Records for this task →

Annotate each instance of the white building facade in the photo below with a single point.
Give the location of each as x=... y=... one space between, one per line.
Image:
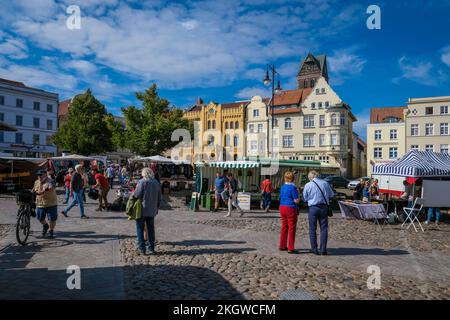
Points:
x=33 y=112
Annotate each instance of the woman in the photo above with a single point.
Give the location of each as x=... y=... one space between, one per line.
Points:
x=67 y=179
x=148 y=190
x=289 y=199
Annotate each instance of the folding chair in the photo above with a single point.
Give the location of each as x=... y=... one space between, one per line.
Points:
x=412 y=214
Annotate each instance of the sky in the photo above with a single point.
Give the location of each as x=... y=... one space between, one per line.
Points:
x=218 y=50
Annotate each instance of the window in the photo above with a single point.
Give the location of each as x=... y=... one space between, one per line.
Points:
x=393 y=153
x=259 y=127
x=308 y=121
x=321 y=140
x=377 y=153
x=308 y=140
x=36 y=123
x=333 y=119
x=333 y=139
x=288 y=123
x=19 y=138
x=324 y=159
x=35 y=139
x=377 y=135
x=393 y=134
x=429 y=129
x=236 y=140
x=444 y=129
x=288 y=141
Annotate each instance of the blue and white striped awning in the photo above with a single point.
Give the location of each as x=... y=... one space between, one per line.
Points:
x=416 y=164
x=231 y=164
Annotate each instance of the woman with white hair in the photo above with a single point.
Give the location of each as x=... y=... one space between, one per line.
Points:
x=148 y=190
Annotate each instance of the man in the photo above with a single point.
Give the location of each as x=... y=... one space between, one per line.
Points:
x=46 y=203
x=266 y=191
x=357 y=194
x=233 y=190
x=110 y=175
x=219 y=188
x=76 y=192
x=103 y=186
x=317 y=193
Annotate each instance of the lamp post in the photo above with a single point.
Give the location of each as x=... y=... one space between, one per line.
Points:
x=267 y=81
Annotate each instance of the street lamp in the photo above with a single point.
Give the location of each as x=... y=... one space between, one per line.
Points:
x=267 y=81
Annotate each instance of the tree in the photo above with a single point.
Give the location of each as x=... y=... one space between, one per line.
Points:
x=85 y=131
x=149 y=129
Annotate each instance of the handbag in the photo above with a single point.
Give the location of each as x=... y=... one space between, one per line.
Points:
x=329 y=211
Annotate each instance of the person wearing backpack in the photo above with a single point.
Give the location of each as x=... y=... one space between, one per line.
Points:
x=317 y=193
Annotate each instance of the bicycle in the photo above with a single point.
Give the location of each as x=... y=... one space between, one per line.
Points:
x=27 y=209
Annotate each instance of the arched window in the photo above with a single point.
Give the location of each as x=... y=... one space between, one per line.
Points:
x=288 y=123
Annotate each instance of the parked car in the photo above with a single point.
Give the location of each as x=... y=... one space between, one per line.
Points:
x=352 y=184
x=337 y=181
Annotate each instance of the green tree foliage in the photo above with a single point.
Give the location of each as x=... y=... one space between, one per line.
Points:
x=149 y=129
x=85 y=132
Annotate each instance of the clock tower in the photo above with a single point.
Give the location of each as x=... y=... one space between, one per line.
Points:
x=311 y=69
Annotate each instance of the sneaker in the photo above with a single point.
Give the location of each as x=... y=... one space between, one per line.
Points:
x=45 y=229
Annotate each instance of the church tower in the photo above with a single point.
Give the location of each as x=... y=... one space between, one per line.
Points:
x=311 y=69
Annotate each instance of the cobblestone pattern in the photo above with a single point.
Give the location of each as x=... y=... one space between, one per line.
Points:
x=435 y=238
x=196 y=272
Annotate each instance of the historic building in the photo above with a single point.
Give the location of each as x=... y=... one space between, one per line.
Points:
x=33 y=113
x=385 y=135
x=427 y=124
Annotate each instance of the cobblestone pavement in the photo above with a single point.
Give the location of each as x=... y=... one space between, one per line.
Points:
x=205 y=256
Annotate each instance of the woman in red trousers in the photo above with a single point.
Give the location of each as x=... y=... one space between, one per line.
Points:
x=289 y=198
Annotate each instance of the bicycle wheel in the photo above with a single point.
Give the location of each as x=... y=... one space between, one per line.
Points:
x=23 y=227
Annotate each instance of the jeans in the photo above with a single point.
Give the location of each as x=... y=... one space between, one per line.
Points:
x=267 y=200
x=319 y=214
x=77 y=198
x=140 y=223
x=430 y=214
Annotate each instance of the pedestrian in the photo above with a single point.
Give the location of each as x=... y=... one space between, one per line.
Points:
x=266 y=193
x=102 y=184
x=289 y=199
x=219 y=188
x=67 y=179
x=232 y=185
x=148 y=190
x=110 y=175
x=76 y=192
x=317 y=193
x=46 y=203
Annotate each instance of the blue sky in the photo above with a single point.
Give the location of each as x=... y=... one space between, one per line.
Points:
x=218 y=49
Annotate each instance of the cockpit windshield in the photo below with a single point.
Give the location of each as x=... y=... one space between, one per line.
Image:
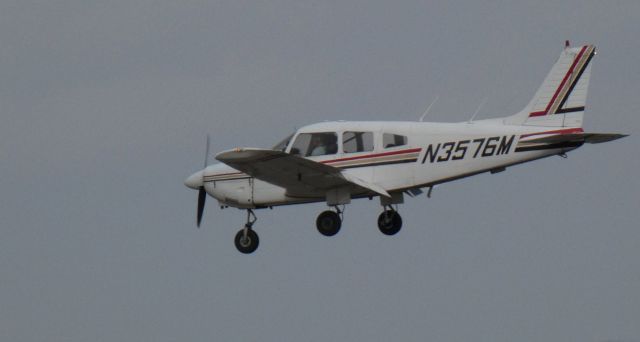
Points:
x=315 y=144
x=281 y=146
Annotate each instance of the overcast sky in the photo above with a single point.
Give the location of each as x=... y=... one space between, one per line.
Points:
x=105 y=106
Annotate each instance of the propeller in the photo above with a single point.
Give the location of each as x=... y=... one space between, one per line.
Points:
x=202 y=194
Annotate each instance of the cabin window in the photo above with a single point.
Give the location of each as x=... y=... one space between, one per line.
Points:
x=393 y=140
x=357 y=142
x=315 y=144
x=281 y=146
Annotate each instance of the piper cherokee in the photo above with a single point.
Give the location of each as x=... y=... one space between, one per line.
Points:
x=335 y=162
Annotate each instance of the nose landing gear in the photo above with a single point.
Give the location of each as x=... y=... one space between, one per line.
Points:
x=329 y=222
x=247 y=240
x=389 y=222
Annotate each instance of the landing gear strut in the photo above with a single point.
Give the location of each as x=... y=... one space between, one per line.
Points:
x=247 y=239
x=329 y=222
x=389 y=222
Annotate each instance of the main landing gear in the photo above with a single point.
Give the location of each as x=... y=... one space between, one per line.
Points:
x=389 y=222
x=329 y=222
x=247 y=240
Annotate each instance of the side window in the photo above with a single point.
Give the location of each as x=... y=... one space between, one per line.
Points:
x=315 y=144
x=393 y=140
x=357 y=142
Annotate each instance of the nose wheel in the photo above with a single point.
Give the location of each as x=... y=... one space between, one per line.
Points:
x=247 y=240
x=329 y=222
x=389 y=222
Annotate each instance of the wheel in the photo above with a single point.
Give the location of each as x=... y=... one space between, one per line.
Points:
x=389 y=222
x=248 y=244
x=328 y=223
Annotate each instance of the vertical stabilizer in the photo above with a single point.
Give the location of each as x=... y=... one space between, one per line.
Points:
x=560 y=100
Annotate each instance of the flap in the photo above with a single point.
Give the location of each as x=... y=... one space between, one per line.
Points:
x=296 y=174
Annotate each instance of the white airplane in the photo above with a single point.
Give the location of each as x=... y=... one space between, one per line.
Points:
x=335 y=162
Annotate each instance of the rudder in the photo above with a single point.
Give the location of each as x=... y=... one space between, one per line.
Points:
x=560 y=100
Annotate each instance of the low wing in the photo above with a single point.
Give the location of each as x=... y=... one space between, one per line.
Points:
x=296 y=174
x=590 y=138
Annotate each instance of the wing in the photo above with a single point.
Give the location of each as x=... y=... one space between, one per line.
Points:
x=296 y=174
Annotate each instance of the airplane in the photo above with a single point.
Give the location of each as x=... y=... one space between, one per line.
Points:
x=335 y=162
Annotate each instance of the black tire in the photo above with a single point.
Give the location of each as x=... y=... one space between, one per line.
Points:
x=389 y=222
x=249 y=245
x=328 y=223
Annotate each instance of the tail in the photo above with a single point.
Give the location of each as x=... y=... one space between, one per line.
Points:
x=560 y=100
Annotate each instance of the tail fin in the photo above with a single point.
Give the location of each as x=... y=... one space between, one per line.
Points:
x=560 y=101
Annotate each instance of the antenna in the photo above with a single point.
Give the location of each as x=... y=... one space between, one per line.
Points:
x=429 y=108
x=479 y=107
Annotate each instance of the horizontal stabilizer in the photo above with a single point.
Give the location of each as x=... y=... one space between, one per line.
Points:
x=590 y=138
x=596 y=138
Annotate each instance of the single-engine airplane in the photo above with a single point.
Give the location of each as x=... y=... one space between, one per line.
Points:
x=335 y=162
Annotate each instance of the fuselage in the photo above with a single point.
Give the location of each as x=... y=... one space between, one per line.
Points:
x=397 y=156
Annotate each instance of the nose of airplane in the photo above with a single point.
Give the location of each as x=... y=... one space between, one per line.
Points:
x=194 y=181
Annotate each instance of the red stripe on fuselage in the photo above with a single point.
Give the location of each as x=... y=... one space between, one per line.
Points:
x=372 y=155
x=559 y=131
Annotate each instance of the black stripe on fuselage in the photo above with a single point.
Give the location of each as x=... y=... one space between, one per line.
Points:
x=570 y=110
x=566 y=144
x=575 y=81
x=413 y=160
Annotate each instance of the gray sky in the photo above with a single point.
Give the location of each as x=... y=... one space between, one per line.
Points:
x=105 y=106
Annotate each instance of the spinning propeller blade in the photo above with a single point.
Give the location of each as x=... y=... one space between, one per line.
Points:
x=202 y=194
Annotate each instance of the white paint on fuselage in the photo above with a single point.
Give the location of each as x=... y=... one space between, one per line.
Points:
x=247 y=192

What you are asked to do → Starting with the line that contains "Annotate each instance of the gray" and continuing through the end of the records, reproduce only those lines, requests included. Scale every point coordinate in the answers by 0.8, rounding to whole numbers with halves rounded up.

The result →
Annotate each instance of the gray sky in the photo above with a single point.
Give the location of each as x=... y=... one space between, one per line.
Points:
x=84 y=85
Annotate each instance of the spinning propeller blade in the photo above with a single point.
Give the location of each as x=... y=... one space between, one per line.
Points:
x=162 y=155
Annotate each instance of the white paint on fuselage in the photo above with a single point.
Give the location of each as x=... y=... one space between, one per line.
Points:
x=198 y=154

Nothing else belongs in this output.